PASSAGE SHOWN ▸
Existing data values from which the forecasting model has been estimated.
Error
Submit the data organized as in Table 1 to a computer program that can perform the exponential smoothing forecasting analysis. The analysis results in a model from which a date can be entered, and the corresponding value of \(y\) consistent with the estimated model. For each data value, \(y_t\), there is a corresponding value fitted by the model, \(\hat y_t\).
This is a review of concepts we have already discussed in several past weeks.
A fitted value, \(\hat y_t\), is computed from the model for a given value of the predictor variable, here Time, that specifies what data should occur at the given time.
Given the fitted value obtained from applying the model to any row of the data we have already collected, we can see how close the fitted value matches the actual data value, a fundamental concept in constructing predictive models. How well does the model recover the data from which it was estimated?
The discrepancy between the actual data value that occurred at Time \(t\) and the corresponding value computed, that is, fitted, by the model, \(e_t = y_t - \hat y_t\).
Table 2 shows the organization of the data table for the \(n\) data values across time and, from the model, the subsequently computed fitted values and error terms for each row of the data table. Also illustrated are the predicted values of the value of \(y\) projected two time periods into the future, \(\hat y_{n+1}\) and \(\hat y_{n+2}\).
| Time | y | \(\hat y\) | e |
|---|---|---|---|
| 1 | \(y_1\) | \(\hat y_1\) | \(e_1\) |
| 2 | \(y_2\) | \(\hat y_2\) | \(e_2\) |
| 3 | \(y_3\) | \(\hat y_3\) | \(e_3\) |
| … | … | … | … |
| n | \(y_n\) | \(\hat y_n\) | \(e_n\) |
| —- | ——- | ————- | ——– |
| n+1 | \(\hat y_{n+1}\) | ||
| n+2 | \(\hat y_{n+2}\) |
This concept of a residual or error term is fundamental to the development of predictive models, whether through regression analysis, exponential smoothing, or other forecasting techniques. We build predictive models to minimize the errors across the rows of data defined, for each row of data, by the difference of what is true from what the model indicates is true.

EXERCISE INSTRUCTIONS ▸
a. List the column headings of the Table 2 layout in the passage on forecasting errors.
b. According to the passage on forecasting errors, how many time periods into the future does Table 2 show predicted values for?
c. Write the next part of the passage on forecasting errors, picking up after its final sentence.

DATA EXTRACT ▸
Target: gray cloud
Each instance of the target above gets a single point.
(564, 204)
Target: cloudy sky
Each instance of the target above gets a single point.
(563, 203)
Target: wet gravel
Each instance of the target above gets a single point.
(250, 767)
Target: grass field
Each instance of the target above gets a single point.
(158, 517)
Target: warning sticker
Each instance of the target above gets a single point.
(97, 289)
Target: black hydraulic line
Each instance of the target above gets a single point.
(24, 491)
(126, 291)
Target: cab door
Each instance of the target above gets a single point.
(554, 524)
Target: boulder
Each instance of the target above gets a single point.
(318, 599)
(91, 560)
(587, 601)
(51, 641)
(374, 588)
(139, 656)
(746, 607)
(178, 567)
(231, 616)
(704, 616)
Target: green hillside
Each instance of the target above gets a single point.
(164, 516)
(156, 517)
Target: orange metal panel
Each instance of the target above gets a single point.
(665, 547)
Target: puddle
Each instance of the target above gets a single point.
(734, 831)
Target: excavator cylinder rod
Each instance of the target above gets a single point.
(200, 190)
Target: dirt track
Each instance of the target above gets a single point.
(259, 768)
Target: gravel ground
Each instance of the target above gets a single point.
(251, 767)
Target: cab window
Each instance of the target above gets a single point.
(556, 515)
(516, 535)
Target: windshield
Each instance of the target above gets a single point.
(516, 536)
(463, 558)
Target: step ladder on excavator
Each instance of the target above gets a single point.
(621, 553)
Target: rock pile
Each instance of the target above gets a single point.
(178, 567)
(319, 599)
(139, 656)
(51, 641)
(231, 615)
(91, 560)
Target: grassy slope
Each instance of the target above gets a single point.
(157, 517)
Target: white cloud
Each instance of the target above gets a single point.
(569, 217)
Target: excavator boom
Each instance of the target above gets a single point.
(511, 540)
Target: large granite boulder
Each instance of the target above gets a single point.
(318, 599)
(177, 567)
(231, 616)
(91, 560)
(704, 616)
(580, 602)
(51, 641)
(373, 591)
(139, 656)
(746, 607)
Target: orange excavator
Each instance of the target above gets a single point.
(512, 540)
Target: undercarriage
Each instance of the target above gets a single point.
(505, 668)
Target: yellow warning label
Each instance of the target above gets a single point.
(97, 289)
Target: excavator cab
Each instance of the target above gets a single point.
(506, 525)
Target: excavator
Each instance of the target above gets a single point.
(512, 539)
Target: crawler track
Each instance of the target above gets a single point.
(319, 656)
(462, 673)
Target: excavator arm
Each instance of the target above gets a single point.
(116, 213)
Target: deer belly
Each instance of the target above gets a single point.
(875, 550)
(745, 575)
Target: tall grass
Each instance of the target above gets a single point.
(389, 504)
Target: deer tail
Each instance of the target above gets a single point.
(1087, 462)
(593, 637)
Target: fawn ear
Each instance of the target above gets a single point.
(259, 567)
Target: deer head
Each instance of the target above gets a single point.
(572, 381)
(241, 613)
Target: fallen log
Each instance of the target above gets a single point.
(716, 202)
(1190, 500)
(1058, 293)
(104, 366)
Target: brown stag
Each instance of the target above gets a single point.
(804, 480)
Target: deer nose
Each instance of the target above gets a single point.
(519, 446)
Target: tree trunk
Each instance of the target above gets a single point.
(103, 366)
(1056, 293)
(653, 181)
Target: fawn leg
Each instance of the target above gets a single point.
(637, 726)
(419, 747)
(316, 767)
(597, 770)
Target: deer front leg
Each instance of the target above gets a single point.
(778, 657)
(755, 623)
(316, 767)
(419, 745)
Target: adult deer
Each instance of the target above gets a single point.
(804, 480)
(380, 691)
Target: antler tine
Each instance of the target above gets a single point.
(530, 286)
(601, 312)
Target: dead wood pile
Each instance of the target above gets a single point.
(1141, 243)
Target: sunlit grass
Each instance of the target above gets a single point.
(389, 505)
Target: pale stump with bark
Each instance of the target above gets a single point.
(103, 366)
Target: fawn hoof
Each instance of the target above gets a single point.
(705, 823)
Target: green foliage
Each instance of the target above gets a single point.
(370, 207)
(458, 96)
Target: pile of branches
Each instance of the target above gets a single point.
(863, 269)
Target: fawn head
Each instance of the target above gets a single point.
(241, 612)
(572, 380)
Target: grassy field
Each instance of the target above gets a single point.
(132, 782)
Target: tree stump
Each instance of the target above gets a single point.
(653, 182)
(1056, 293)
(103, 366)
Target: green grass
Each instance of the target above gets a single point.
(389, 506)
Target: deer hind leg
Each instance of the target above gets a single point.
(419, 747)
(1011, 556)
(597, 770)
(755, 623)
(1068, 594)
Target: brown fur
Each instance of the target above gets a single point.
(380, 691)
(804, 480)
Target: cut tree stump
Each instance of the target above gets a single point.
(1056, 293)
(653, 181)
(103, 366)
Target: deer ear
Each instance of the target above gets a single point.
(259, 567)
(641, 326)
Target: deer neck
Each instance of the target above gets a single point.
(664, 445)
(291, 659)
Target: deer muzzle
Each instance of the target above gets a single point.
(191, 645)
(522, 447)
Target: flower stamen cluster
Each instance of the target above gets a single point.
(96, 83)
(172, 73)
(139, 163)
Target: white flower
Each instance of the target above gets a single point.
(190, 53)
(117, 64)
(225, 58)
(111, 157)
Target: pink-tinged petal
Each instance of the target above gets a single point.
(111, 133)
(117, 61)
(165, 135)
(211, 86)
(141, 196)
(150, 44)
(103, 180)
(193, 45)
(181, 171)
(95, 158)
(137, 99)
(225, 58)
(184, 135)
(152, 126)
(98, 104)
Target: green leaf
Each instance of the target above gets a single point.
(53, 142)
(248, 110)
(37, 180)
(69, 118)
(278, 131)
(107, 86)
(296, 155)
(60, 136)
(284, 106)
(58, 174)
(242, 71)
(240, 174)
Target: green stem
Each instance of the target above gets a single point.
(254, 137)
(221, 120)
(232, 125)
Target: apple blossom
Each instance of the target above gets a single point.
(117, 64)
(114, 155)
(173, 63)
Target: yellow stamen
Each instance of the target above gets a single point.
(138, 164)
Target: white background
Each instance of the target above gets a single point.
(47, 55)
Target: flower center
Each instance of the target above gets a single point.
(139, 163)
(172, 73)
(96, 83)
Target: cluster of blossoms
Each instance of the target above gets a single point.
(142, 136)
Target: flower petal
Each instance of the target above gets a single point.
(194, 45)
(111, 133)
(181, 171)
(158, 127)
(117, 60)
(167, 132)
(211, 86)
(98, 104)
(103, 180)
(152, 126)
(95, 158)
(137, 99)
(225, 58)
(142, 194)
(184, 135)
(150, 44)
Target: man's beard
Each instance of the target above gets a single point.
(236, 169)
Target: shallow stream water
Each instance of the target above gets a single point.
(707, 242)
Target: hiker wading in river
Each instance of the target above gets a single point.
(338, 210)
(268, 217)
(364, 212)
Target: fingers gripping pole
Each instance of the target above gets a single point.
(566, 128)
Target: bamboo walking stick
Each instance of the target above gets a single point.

ANSWERS PROVIDED ▸
a. Time, \(y\), \(\hat y\), \(e\)

b. Two time periods, \(\hat y_{n+1}\) and \(\hat y_{n+2}\).

c.
Choose the estimated weights (coefficients) of a predictive equation estimated from the data that minimize some function of the error, \(y_t -\hat y_t\), across the data values.
Our goal is to develop a model that explains our data at a given Time, \(t\), by computing a fitted value, \(\hat y_t\), that is reasonably close to the actual data value that has occurred or will occur, \(y_t\). The explanation of existing data is an initial step to evaluate the effectiveness of a model to obtain predictive accuracy on new, currently unknown data. If the model cannot account for what has already occurred, then it certainly cannot account for what is not yet known. Still, when the model is applied to data that have already occurred, there is no forecast because we already know the value of \(y\). A forecast applies to events with unknown values, such as for future events.
A forecasted value is a fitted value, \(\hat y_t\), computed by the model that estimates an unknown value, when applied to time series data, a future value of the time series.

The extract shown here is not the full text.